- WHAT THIS TASK INVOLVES: Go through the records and restate them word for word, omitting images.

- DATA:
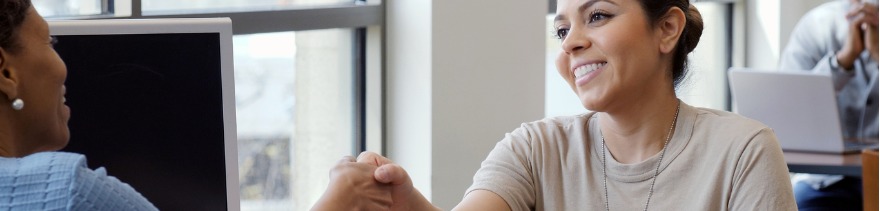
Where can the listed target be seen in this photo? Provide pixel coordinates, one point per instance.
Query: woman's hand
(353, 187)
(862, 34)
(403, 194)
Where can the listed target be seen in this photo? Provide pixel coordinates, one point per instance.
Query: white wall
(459, 75)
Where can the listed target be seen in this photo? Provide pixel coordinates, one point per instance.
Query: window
(294, 98)
(704, 86)
(300, 81)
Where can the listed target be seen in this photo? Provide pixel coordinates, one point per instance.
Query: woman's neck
(636, 131)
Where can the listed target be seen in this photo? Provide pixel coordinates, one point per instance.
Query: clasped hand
(371, 182)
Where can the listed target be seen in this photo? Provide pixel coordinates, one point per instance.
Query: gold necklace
(656, 171)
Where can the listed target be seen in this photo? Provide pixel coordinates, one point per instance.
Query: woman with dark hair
(641, 148)
(33, 125)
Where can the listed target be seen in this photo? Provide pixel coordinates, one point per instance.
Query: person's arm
(811, 44)
(482, 200)
(761, 180)
(94, 190)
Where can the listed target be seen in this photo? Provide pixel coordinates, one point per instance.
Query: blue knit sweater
(62, 181)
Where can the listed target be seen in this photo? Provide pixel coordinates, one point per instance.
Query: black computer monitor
(152, 101)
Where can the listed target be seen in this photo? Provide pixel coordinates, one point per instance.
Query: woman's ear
(671, 28)
(8, 77)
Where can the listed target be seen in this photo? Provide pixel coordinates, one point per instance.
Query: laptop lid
(799, 106)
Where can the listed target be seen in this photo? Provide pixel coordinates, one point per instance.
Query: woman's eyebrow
(583, 7)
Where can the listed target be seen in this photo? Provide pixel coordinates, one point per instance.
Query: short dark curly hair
(12, 15)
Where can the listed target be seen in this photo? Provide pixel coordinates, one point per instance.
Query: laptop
(800, 107)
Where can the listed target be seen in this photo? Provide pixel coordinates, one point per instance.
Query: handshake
(370, 182)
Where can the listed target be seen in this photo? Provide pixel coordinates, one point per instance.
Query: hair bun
(693, 28)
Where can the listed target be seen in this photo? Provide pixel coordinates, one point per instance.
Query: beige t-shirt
(716, 161)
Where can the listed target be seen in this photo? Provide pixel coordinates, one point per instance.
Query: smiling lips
(584, 70)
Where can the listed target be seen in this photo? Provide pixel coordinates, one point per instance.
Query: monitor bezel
(222, 26)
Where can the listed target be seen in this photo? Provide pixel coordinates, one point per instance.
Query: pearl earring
(17, 104)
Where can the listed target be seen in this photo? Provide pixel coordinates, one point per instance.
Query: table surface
(824, 163)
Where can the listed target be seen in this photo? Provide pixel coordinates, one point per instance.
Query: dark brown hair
(12, 15)
(656, 10)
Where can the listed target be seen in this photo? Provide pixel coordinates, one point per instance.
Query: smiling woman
(33, 124)
(641, 149)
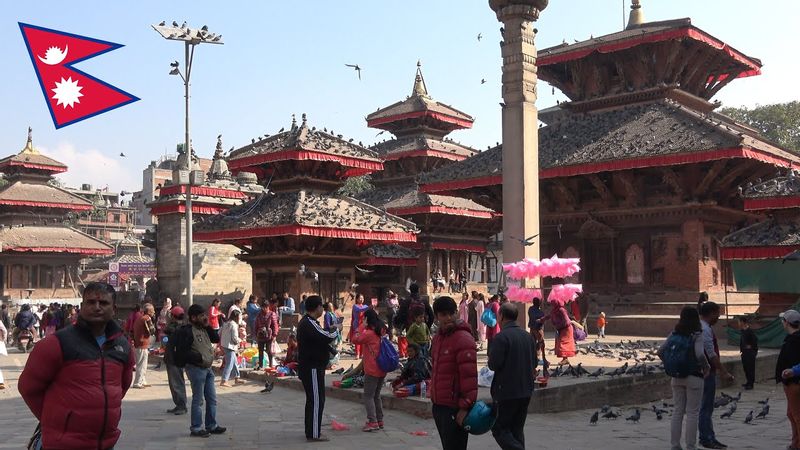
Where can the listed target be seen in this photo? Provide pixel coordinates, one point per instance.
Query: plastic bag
(339, 426)
(485, 377)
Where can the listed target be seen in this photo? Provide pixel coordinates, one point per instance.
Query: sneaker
(371, 426)
(321, 438)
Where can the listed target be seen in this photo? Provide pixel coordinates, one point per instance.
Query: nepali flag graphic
(72, 95)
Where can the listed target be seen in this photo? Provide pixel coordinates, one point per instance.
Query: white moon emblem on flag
(54, 55)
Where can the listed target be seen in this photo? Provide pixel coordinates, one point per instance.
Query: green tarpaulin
(766, 275)
(769, 336)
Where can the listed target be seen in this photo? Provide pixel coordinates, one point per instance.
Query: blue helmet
(480, 418)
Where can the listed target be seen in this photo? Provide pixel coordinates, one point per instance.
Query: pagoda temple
(638, 174)
(454, 232)
(300, 236)
(39, 252)
(765, 256)
(218, 192)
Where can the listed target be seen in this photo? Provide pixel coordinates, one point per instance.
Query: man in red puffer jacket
(454, 378)
(74, 380)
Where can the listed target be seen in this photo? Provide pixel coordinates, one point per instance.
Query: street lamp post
(186, 176)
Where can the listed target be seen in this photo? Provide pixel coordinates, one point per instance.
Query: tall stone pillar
(520, 127)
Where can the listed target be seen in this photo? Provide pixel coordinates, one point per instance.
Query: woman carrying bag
(685, 361)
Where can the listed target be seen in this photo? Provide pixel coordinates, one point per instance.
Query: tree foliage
(356, 185)
(779, 122)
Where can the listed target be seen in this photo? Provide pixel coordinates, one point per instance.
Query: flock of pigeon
(607, 412)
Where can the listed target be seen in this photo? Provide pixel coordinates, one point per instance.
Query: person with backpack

- TASK OUTPUT:
Where can the listed target be seen in this photo? Provide pixel coordinates, one point per instance.
Query: woman's hand
(353, 187)
(862, 34)
(403, 194)
Where can the listed target be seen in this photo? Provide pixel coordinates, one point per instance.
Query: white wall
(459, 75)
Where can the listed target be seen in this photo? Provide pixel coordinates, one point per instance.
Query: window
(294, 98)
(704, 86)
(300, 81)
Where can the listed target be seen in this photo? Provide pixel coordinates, one point per instance.
Query: woman's neck
(636, 131)
Where can the listed target be seen in this photo? Provide pixel coordinates, one point per instance.
Query: clasped hand
(371, 182)
Where can the listed target be seen in this photo? Provide pixel coordinates, one point per instance.
Query: gold necklace
(656, 171)
Where can the listed target be seen in this photo? Provide pixel coordinates, one point per instance.
Query: woman with dark hair
(641, 148)
(33, 125)
Where can the listed target be seen in this photo? Provide pixel coordinates, one point per instance.
Query: person's arm
(811, 44)
(482, 200)
(761, 180)
(94, 190)
Where can the listed target be seen in this photo? Provide pixel coordinates, one point per instance.
Query: blue knit sweater
(62, 181)
Where can the listed target be seen in this photo? Provide pixel coordinates, one point per instance.
Query: black computer monitor
(152, 101)
Where can the listed target be seen in this photo? Provide pixel coordinates, one point per instance.
Query: woman's ear
(671, 28)
(8, 77)
Where can the listed target be seen in this photo? Provide pixel coordinates, one point per instance.
Query: laptop lid
(799, 106)
Where can the listed target be seen in this photo? Provide pixel coordinates, one point per instance.
Query: woman's eyebrow
(583, 7)
Where can the listed target be seen in this photo? Provide pixel coordinates, one point per instance.
Query: short dark curly hair
(12, 15)
Where can the listed target be seen in this photo? Provide pixel coordinates, one point per instance.
Query: laptop
(800, 107)
Where can the listed target be seen in this photo? Provide pixel coordinates, one point per instance.
Query: handshake
(370, 182)
Where can the listed target be seen in this photo? Provide pixel coordinates, one point per instance.
Query: hair bun
(693, 28)
Where can the listed target be seen in this photo? Provide pixel coordinates, one point per instance.
Query: beige t-shirt
(716, 161)
Where can the listed target be seen in this photo? Provide pixel coordinates, one point per instance.
Query: smiling lips
(584, 70)
Where can the listed target be seen in this photo? Provide pixel coordinates, one point per instance.
Query: monitor bezel
(222, 26)
Where can the listed target be seen in this photo? Provide pixel coordinates, one point per instance.
Query: pearl earring
(17, 104)
Where can the listed target be seen in this photo? Provide pixel coordinates, one point per instance.
Query: table surface
(824, 163)
Where can the listed target be seen in this photo? Provide pixel coordinates, one point per instance.
Query: dark brown hair
(12, 15)
(656, 10)
Where can the listed target be seen in this photo? Provide pixel coordinates, one point per instance.
Query: smiling woman
(33, 124)
(641, 149)
Where can the listed target be seen in this photo? Provide pixel coordinates, one point per instance.
Query: plastic bag
(339, 426)
(485, 377)
Where can the listed target be seen in this photo? Provide pixel coordinates, one point per instance.
Query: sneaker
(371, 426)
(321, 438)
Where can the listed target be seen in this photo? Provide pixel coordinates, one point per instance.
Query: nepali flag graphic
(72, 95)
Where can the listed target be seen in this photo? Provide pixel coordinates, one point per instance.
Query: white moon emblem on flag
(54, 55)
Where can the listed target be seen in this photo? Provide pixel coordinates, one point per instance.
Query: green tarpaulin
(766, 275)
(769, 336)
Where can the listed target be seen in this photo? Provide pixel coordinates, one point per instance.
Query: blue helmet
(480, 418)
Where can the listed target be seen in this photo? Provide pixel coordinates, one point per instance.
Query: pagoda temple
(638, 174)
(454, 232)
(300, 236)
(39, 252)
(765, 256)
(218, 192)
Where can the listed target be seen in this photo? Provide pixel coordinates, one point per instance.
Query: man in red puffer jacket
(454, 378)
(74, 380)
Where can the listed target be seen in this photo? Provide pixel coordinates, one point per instance.
Query: street lamp post
(186, 176)
Where can the listed target be seen in this photo? Provide pixel coordinates, one point per instance.
Query: tall stone pillar
(520, 127)
Where can the listed target be seen in this photo? Provide pixel coordinates, one point per instance.
Query: woman carrying bag
(685, 361)
Where can the listed target be seen in this photo? Provide pixel coordinates, one point per instance.
Query: tree foliage
(356, 185)
(779, 122)
Where can the listed target be seen in this photo? Provide pixel coordinates, one point per instance.
Query: flock of pigeon
(607, 412)
Where can the listed target be seen in this photo? Provide pixel coordinates, one point per instance.
Query: person with backpack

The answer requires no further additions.